◆ **WHAT TO WORK ON**
Arrange the lines from the one containing "Can you spot any lava" through the end of the items, both included, as a Markdown table with columns Row and Line, skipping any blank lines.
##### THE RECORDS #####
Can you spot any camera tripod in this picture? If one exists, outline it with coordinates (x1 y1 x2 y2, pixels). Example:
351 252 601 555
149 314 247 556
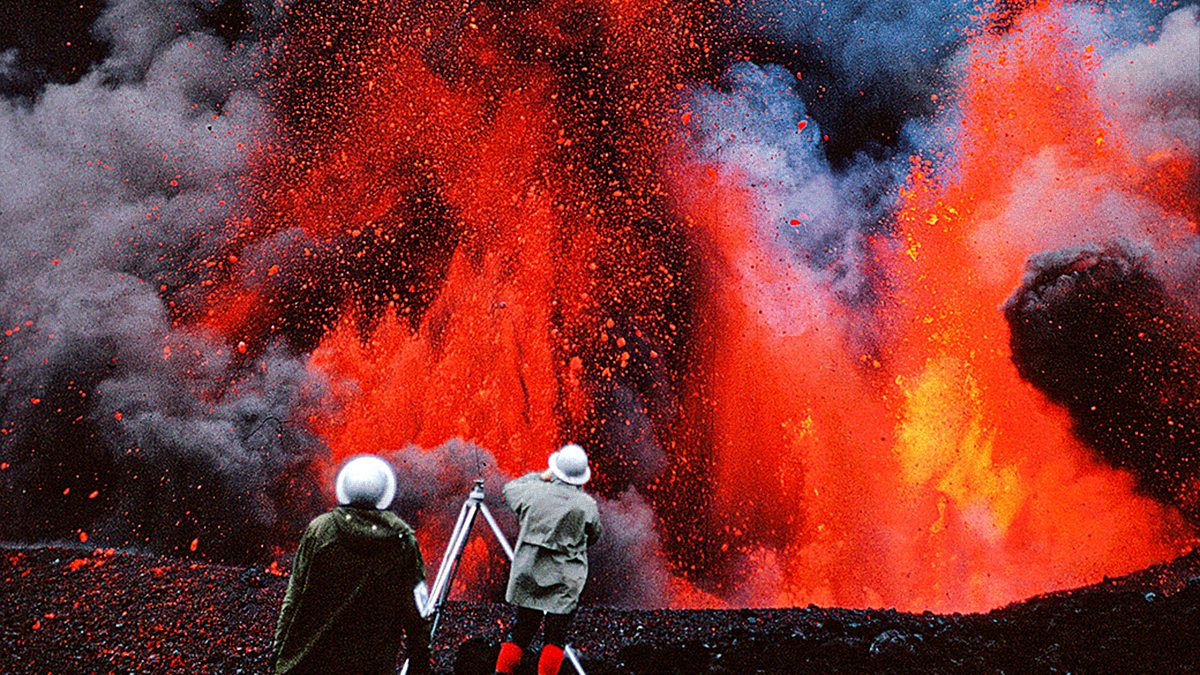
400 478 587 675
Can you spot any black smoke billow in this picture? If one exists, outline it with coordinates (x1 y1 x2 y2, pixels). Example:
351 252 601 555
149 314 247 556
0 0 328 561
1004 244 1200 522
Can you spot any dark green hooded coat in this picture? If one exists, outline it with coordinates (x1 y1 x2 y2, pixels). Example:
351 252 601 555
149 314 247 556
275 506 430 674
504 473 600 614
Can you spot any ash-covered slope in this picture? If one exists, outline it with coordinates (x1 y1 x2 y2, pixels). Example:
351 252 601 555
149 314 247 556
0 548 1200 675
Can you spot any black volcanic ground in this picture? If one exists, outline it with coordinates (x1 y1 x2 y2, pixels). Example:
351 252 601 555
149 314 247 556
0 548 1200 675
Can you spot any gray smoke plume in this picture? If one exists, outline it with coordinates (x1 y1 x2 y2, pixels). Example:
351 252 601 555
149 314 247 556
0 0 325 560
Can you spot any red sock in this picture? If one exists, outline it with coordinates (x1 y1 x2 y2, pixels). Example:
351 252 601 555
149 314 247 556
496 643 521 674
538 645 563 675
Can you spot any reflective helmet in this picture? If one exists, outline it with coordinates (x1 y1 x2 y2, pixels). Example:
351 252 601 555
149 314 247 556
335 455 396 509
550 443 592 485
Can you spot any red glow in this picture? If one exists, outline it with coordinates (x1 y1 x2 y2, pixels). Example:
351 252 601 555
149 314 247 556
201 0 1195 611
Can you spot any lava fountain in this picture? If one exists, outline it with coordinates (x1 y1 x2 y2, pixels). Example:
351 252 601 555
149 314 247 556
#####
◆ **SOLVED EXERCISE**
| Row | Line |
|---|---|
| 1 | Can you spot any lava fountain in this picture? If one exists, outline it with coordinates (x1 y1 x2 y2, pixels). Example: |
| 2 | 351 252 601 555 |
| 3 | 149 314 247 556 |